* AIM OF THE EXERCISE:
Report how many lines of the records below contain the string "pattern". Give the number alone.

* DATA TO USE:
---

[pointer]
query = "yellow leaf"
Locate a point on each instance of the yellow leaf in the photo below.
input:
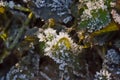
(2, 10)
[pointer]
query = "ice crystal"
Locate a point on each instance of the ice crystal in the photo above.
(112, 63)
(57, 9)
(26, 69)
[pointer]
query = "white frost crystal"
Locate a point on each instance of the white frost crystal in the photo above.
(103, 75)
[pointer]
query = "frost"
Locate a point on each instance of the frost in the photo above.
(115, 16)
(103, 75)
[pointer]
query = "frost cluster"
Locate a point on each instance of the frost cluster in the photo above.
(60, 47)
(103, 75)
(57, 9)
(112, 63)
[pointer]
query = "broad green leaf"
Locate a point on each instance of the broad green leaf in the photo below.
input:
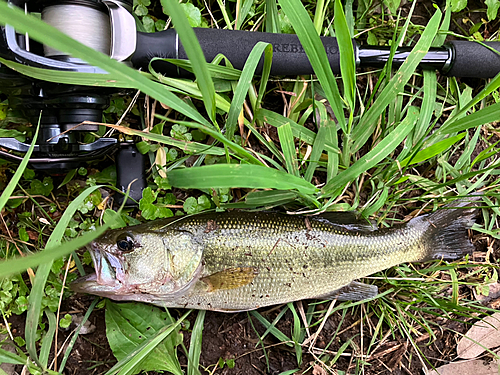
(194, 52)
(245, 83)
(299, 131)
(9, 357)
(270, 197)
(385, 147)
(492, 10)
(129, 325)
(192, 13)
(316, 53)
(195, 344)
(458, 5)
(237, 175)
(346, 50)
(478, 118)
(364, 129)
(271, 17)
(288, 146)
(53, 250)
(52, 37)
(432, 151)
(17, 176)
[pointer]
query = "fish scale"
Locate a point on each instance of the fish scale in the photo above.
(238, 261)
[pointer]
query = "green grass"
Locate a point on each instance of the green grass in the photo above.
(382, 143)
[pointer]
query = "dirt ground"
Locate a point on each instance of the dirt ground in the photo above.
(233, 336)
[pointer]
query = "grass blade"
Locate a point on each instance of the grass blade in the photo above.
(346, 50)
(299, 131)
(238, 175)
(367, 124)
(52, 37)
(195, 344)
(376, 155)
(127, 365)
(316, 53)
(288, 146)
(244, 84)
(478, 118)
(19, 172)
(194, 52)
(48, 338)
(75, 335)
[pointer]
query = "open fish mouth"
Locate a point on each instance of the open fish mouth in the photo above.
(103, 282)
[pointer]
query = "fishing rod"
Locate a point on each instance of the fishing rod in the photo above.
(108, 26)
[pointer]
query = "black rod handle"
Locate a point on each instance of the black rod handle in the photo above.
(471, 59)
(289, 57)
(456, 58)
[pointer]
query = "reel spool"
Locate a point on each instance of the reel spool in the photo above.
(86, 21)
(106, 26)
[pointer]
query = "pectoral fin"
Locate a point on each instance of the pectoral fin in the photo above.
(355, 291)
(230, 278)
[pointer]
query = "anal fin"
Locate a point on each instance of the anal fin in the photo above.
(355, 291)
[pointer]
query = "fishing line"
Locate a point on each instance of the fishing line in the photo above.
(87, 25)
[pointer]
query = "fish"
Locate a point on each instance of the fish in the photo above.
(239, 261)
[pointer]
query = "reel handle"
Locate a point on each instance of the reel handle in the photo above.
(289, 58)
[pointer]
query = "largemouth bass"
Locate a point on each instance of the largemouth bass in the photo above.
(238, 261)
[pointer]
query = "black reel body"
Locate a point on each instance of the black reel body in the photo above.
(61, 108)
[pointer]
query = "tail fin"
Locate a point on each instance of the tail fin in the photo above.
(448, 229)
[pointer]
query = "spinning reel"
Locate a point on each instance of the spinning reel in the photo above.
(63, 107)
(109, 27)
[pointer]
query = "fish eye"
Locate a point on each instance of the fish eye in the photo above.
(125, 242)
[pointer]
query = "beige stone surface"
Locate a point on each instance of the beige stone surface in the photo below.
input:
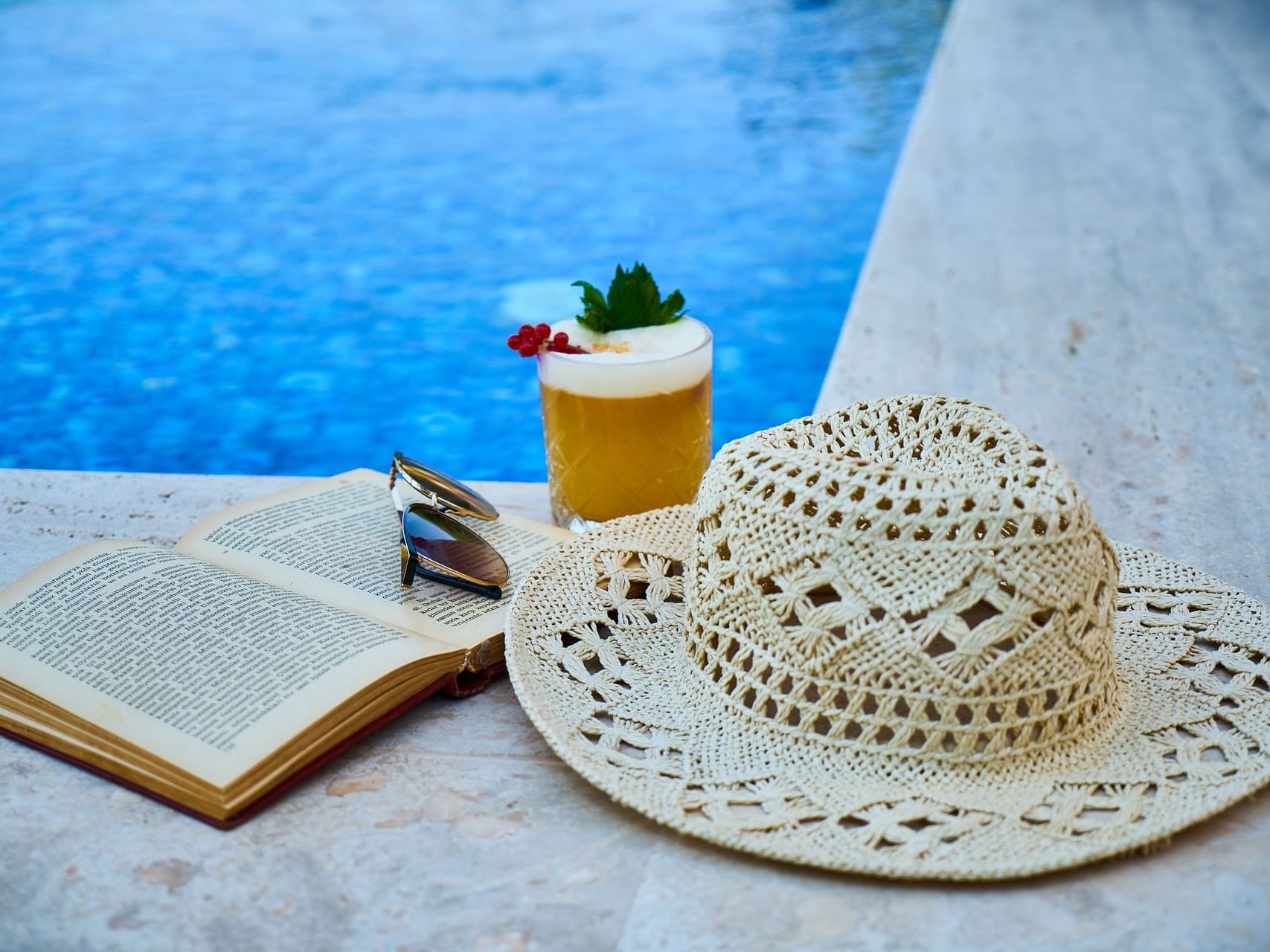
(1079, 237)
(458, 829)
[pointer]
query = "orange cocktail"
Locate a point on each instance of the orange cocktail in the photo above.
(628, 427)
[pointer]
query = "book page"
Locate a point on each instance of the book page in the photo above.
(338, 541)
(208, 669)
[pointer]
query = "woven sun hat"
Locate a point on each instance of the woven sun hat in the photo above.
(893, 640)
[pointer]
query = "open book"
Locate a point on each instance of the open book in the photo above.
(214, 675)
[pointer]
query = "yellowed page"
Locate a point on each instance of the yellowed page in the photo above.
(337, 541)
(205, 668)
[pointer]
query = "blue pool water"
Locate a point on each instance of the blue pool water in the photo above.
(290, 235)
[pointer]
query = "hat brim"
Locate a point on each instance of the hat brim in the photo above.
(596, 653)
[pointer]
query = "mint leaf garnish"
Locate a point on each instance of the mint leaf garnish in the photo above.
(632, 301)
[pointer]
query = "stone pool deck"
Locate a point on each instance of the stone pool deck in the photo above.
(1079, 234)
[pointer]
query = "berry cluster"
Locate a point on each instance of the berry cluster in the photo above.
(530, 341)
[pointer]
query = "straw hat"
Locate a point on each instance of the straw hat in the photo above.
(893, 640)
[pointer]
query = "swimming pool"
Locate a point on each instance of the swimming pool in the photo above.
(286, 238)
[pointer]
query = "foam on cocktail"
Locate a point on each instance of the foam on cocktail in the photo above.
(630, 363)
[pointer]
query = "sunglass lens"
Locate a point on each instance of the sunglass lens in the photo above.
(451, 545)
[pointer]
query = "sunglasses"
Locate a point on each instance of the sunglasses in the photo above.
(434, 545)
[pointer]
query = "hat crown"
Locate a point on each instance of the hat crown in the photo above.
(911, 575)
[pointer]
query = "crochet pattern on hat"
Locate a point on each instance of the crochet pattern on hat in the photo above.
(893, 640)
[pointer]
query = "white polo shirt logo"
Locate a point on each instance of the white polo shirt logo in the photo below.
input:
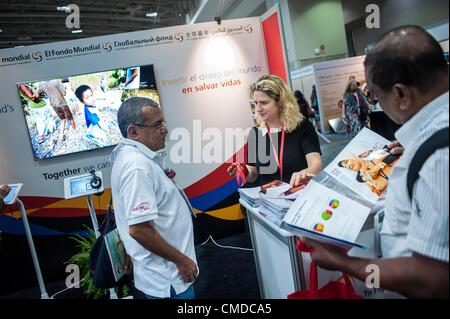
(142, 208)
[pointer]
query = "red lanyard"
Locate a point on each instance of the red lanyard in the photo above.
(279, 160)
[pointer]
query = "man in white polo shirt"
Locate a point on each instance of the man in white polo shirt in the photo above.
(408, 73)
(152, 214)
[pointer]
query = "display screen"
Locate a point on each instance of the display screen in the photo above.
(79, 113)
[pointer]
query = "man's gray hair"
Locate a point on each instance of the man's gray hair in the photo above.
(130, 112)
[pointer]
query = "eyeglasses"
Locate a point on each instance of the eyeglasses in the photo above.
(158, 126)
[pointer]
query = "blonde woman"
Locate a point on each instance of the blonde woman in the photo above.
(285, 146)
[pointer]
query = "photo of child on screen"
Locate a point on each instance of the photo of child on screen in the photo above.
(94, 124)
(86, 96)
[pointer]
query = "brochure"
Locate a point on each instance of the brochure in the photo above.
(364, 165)
(327, 216)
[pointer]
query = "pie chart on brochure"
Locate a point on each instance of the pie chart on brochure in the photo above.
(334, 204)
(319, 228)
(326, 215)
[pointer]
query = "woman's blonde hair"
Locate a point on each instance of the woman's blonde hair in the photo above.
(277, 89)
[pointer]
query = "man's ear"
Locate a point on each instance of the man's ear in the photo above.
(132, 132)
(404, 96)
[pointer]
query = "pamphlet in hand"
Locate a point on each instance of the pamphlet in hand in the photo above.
(327, 216)
(364, 165)
(278, 189)
(117, 254)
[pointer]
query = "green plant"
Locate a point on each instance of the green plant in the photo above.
(82, 260)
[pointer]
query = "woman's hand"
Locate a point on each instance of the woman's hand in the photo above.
(232, 170)
(299, 177)
(396, 148)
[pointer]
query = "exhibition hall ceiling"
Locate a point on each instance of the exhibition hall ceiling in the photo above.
(26, 22)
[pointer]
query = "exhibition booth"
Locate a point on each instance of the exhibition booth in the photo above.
(200, 76)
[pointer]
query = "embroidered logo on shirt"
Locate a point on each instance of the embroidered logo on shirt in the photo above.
(142, 208)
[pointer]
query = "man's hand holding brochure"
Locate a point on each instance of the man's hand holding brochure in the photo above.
(334, 207)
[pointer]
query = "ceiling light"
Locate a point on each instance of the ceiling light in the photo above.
(64, 9)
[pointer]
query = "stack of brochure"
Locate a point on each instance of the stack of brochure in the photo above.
(273, 199)
(250, 196)
(274, 209)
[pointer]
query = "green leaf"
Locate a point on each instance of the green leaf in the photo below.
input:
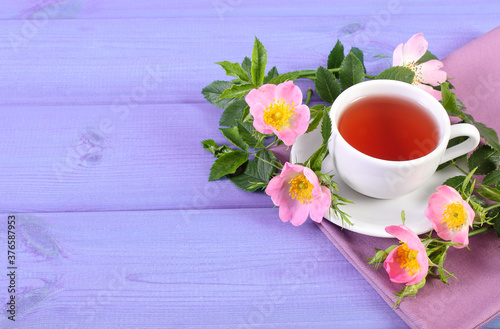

---

* ANSWER BELOW:
2